++++ Material shown
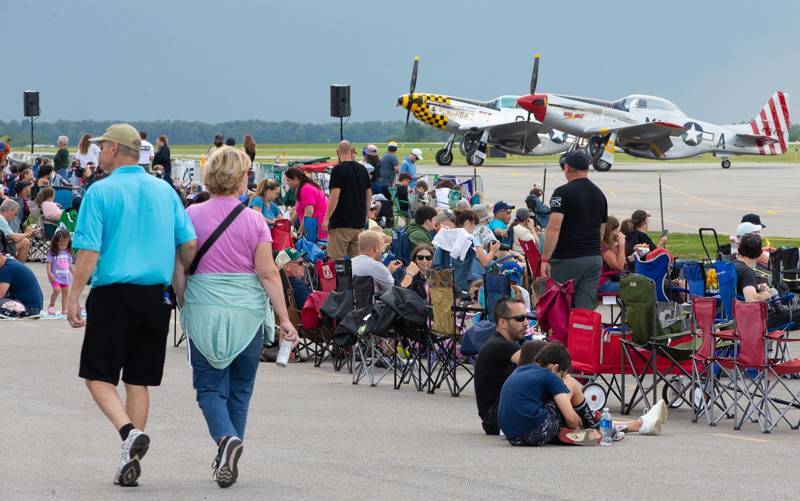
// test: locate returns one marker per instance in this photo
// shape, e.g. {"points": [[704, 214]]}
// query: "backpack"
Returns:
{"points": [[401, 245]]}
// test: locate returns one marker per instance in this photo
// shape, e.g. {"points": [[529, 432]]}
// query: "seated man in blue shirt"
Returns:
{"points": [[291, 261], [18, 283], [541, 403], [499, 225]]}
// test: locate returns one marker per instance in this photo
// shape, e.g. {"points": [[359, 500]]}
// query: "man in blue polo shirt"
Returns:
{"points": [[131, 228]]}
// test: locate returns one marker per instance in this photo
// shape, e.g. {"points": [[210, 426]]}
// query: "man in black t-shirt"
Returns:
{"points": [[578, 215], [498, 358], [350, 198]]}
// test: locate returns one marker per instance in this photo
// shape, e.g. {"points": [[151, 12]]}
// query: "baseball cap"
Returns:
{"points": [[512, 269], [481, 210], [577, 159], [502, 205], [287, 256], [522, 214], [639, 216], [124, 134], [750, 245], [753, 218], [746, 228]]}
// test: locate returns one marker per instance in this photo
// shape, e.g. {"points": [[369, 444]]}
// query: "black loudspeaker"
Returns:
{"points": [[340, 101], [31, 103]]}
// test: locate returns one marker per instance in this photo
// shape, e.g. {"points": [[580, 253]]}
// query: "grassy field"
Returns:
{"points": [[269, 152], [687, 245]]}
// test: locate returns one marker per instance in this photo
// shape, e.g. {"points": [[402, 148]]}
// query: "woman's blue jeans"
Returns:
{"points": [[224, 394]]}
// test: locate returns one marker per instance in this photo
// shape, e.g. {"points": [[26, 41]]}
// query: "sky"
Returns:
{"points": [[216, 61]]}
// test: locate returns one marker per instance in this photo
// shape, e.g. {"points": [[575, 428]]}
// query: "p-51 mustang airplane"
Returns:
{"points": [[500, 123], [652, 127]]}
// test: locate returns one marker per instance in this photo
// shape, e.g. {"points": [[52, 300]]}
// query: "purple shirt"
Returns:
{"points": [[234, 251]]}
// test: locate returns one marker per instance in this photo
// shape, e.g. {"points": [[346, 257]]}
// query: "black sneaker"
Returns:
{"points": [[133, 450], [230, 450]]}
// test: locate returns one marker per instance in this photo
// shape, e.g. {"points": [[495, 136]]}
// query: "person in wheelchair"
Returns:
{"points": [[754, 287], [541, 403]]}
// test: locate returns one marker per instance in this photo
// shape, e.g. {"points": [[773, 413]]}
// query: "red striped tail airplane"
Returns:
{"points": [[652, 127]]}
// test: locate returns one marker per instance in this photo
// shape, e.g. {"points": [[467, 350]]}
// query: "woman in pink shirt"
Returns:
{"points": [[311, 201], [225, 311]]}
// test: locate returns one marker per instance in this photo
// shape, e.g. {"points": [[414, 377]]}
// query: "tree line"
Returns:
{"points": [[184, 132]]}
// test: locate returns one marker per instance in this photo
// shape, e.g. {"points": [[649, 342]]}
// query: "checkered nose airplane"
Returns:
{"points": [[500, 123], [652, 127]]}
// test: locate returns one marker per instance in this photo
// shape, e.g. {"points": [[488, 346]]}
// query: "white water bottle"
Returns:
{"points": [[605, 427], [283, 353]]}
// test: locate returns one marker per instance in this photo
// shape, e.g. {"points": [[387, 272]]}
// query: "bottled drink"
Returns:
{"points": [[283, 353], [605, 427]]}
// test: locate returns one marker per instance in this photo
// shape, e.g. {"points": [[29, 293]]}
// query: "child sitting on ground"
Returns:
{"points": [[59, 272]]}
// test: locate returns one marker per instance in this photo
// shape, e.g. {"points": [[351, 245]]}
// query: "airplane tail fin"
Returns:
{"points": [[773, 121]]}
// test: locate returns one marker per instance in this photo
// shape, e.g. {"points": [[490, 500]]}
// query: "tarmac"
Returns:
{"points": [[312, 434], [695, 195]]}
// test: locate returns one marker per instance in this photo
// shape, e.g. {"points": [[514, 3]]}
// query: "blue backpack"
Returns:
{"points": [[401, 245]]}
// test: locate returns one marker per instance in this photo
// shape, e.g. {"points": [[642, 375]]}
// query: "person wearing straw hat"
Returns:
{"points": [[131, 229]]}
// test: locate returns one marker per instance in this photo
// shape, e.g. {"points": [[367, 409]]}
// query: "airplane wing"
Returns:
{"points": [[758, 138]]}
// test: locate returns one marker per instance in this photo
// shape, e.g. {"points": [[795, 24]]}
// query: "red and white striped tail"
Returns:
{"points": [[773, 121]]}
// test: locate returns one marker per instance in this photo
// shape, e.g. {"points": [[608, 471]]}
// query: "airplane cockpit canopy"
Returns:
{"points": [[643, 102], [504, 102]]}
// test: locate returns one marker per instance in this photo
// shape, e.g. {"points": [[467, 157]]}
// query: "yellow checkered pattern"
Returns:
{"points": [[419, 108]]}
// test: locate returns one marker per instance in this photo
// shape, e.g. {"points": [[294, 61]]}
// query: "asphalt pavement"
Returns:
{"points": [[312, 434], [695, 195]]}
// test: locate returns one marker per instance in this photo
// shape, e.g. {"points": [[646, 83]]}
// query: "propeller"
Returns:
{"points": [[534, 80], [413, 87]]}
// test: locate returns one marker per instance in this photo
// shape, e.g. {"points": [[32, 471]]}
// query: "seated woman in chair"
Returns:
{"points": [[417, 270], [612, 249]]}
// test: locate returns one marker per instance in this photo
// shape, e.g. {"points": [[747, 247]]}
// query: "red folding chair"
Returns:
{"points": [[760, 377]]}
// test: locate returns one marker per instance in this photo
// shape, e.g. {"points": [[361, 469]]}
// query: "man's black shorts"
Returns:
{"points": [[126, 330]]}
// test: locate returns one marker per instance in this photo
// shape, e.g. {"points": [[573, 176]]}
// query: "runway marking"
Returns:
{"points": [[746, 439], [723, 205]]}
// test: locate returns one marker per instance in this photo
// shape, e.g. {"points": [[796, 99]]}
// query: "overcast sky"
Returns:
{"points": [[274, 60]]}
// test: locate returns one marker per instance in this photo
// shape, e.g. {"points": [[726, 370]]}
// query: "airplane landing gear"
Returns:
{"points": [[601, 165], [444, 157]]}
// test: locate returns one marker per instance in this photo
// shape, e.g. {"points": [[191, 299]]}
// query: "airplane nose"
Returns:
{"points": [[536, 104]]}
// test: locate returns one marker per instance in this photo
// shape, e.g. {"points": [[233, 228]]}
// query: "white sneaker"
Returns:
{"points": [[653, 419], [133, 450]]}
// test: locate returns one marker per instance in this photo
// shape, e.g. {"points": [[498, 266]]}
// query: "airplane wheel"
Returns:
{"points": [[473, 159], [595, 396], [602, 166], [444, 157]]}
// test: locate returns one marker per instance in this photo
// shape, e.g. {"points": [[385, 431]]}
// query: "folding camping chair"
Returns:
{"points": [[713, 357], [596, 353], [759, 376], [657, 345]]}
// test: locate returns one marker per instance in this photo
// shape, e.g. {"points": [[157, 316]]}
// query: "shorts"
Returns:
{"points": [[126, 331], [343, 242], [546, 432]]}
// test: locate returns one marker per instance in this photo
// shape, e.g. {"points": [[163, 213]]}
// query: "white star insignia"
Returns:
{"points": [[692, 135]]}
++++++++
Leaving the pictures aside, transcribe the entire listing exactly.

Answer for the task:
// test: locate returns one marker per instance in this photo
// shape, e.g. {"points": [[704, 214]]}
// query: "backpack"
Returns:
{"points": [[401, 245]]}
// test: locate returns one marker per instance in this photo
// shape, e.g. {"points": [[529, 432]]}
// query: "seated man in blue shirt"
Returns:
{"points": [[291, 261], [18, 283], [541, 403], [499, 225]]}
// test: locate returns one marker per instance in this photo
// shape, e.g. {"points": [[359, 500]]}
// query: "man in blue polo shirt"
Returns:
{"points": [[131, 228]]}
// test: locate returns one marker per instance in this photo
// shape, e.g. {"points": [[210, 426]]}
// query: "man in black t-shirt"
Returns:
{"points": [[578, 215], [498, 358], [350, 198]]}
// test: locate returns one marker per instance in this photo
// shape, e.g. {"points": [[151, 12]]}
// query: "baseball cap"
Returns:
{"points": [[512, 269], [481, 210], [577, 159], [502, 205], [287, 256], [522, 214], [639, 216], [124, 134], [750, 245], [753, 218], [746, 228]]}
// test: locate returns one marker per instance in this photo
// shape, e.g. {"points": [[369, 444]]}
// query: "black loudspeaker"
Returns:
{"points": [[340, 101], [31, 103]]}
// test: locate returns one marker per instance in this photo
// shape, e.g. {"points": [[580, 253]]}
// query: "grassy field"
Returns:
{"points": [[269, 152], [687, 245]]}
// test: locate returns one marker per instance in this photo
// shape, e.g. {"points": [[402, 148]]}
// query: "woman's blue jeans"
Returns:
{"points": [[224, 394]]}
// test: locate returns one marker per instance in this photo
// shape, e.g. {"points": [[26, 41]]}
// query: "sky"
Returns:
{"points": [[216, 61]]}
// test: locate returns one marker per instance in this photo
// shape, e.g. {"points": [[575, 428]]}
// query: "p-51 mustang airplane"
Returns:
{"points": [[500, 123], [652, 127]]}
// test: locate returns one marker per instance in this photo
// shape, e.g. {"points": [[52, 300]]}
// query: "purple shirt"
Returns:
{"points": [[234, 251]]}
// test: locate returns one marker per instance in this photo
// shape, e.g. {"points": [[346, 257]]}
// query: "black sneaker"
Returns:
{"points": [[133, 450], [230, 450]]}
// test: locate returns one marker per instance in this photo
// shape, e.g. {"points": [[495, 136]]}
// query: "person in wheelchair"
Returns:
{"points": [[754, 287], [541, 403]]}
// test: locate returns one marker per instance in this photo
// shape, e.g. {"points": [[773, 413]]}
// query: "red striped tail airplane"
Returns:
{"points": [[652, 127]]}
// test: locate returns one marker per instance in this photo
// shape, e.g. {"points": [[467, 350]]}
// query: "woman in pink shirt"
Returns:
{"points": [[311, 201], [225, 311]]}
// test: locate returns one marker per instance in this photo
// shape, e.g. {"points": [[414, 377]]}
// query: "tree line"
Returns:
{"points": [[184, 132]]}
// test: locate returns one marker per instance in this photo
// shape, e.g. {"points": [[649, 342]]}
// query: "checkered nose airplane"
Returns:
{"points": [[500, 123], [652, 127]]}
// test: locate returns one marker per instance in this photo
// shape, e.g. {"points": [[488, 346]]}
// query: "white water bottle"
Returns:
{"points": [[605, 427], [283, 353]]}
// test: locate returns one marker per instance in this photo
// shape, e.g. {"points": [[387, 272]]}
// query: "bottled drink"
Returns:
{"points": [[283, 353], [605, 427]]}
// test: locate returns one marker per instance in this photo
// shape, e.g. {"points": [[29, 293]]}
// query: "child sitting on ground"
Returns:
{"points": [[59, 272]]}
// test: locate returns one marker per instance in this photo
// shape, e.g. {"points": [[351, 245]]}
// query: "airplane tail fin"
Returns:
{"points": [[773, 121]]}
// test: locate returns one marker per instance in this photo
// shape, e.g. {"points": [[490, 500]]}
// query: "tarmac"
Returns:
{"points": [[312, 434], [695, 195]]}
// test: locate returns one marker per instance in this photo
// shape, e.g. {"points": [[514, 3]]}
// query: "blue backpack"
Returns:
{"points": [[401, 245]]}
// test: locate returns one marker per instance in this photo
// shape, e.g. {"points": [[642, 375]]}
// query: "person wearing straw hat"
Returns:
{"points": [[131, 229]]}
// test: locate returns one marker per instance in this photo
// shape, e.g. {"points": [[367, 409]]}
// query: "airplane wing"
Returns:
{"points": [[758, 138]]}
// test: locate returns one marker per instance in this photo
// shape, e.g. {"points": [[795, 24]]}
// query: "red and white striped tail"
Returns:
{"points": [[773, 121]]}
// test: locate returns one marker per instance in this photo
// shape, e.g. {"points": [[608, 471]]}
// query: "airplane cockpit canopy"
Returns:
{"points": [[643, 102], [504, 102]]}
// test: locate returns one marker per instance in this photo
// shape, e.g. {"points": [[467, 157]]}
// query: "yellow checkered pattern"
Returns:
{"points": [[419, 108]]}
// test: locate returns one marker per instance in this photo
// shape, e.g. {"points": [[294, 61]]}
// query: "asphalt pavement"
Returns:
{"points": [[312, 434], [695, 195]]}
// test: locate returns one marker per instance in this photo
// shape, e.g. {"points": [[646, 83]]}
// query: "propeller"
Returns:
{"points": [[534, 80], [413, 87]]}
// test: locate returns one marker per instance in this photo
// shape, e.g. {"points": [[32, 471]]}
// query: "seated woman in chair"
Returns:
{"points": [[417, 270], [612, 249]]}
// test: locate returns one marker per instance in this photo
// shape, e.g. {"points": [[747, 247]]}
// query: "red folding chair"
Returns:
{"points": [[760, 377]]}
// test: locate returns one marker per instance in this photo
// shape, e.g. {"points": [[361, 469]]}
// query: "man's black shorts"
Returns:
{"points": [[126, 330]]}
// test: locate returns one marker per instance in this photo
// shape, e.g. {"points": [[573, 176]]}
// query: "runway marking"
Returns:
{"points": [[746, 439], [723, 205]]}
// test: locate returns one marker per instance in this photo
// shape, e.g. {"points": [[796, 99]]}
// query: "overcast sky"
Returns:
{"points": [[274, 60]]}
// test: locate returns one marker per instance in this photo
// shape, e.g. {"points": [[726, 370]]}
// query: "airplane landing gear"
Returns:
{"points": [[601, 165], [444, 157]]}
// test: locate returns one marker per instance in this photo
// shape, e.g. {"points": [[191, 299]]}
// query: "airplane nose"
Returns:
{"points": [[536, 104]]}
// test: locate returns one marker per instance in this photo
// shape, e.g. {"points": [[233, 228]]}
// query: "white sneaker"
Returns:
{"points": [[653, 419], [133, 450]]}
// test: locate returns one marker per instance in this photo
// shape, e.g. {"points": [[498, 266]]}
// query: "airplane wheel"
Returns:
{"points": [[473, 159], [595, 396], [602, 166], [444, 157]]}
// test: locate returns one marker per instance in this photo
// shape, e.g. {"points": [[385, 431]]}
// query: "folding camping chair"
Returns:
{"points": [[713, 357], [596, 353], [759, 376], [657, 345]]}
// test: locate returns one marker per instance in this photo
// shape, e.g. {"points": [[157, 316]]}
// query: "shorts"
Returns:
{"points": [[126, 331], [343, 242], [546, 432]]}
// test: locate returns one marker per instance in this photo
// shape, e.g. {"points": [[163, 213]]}
// query: "white star insignia"
Returns:
{"points": [[692, 135]]}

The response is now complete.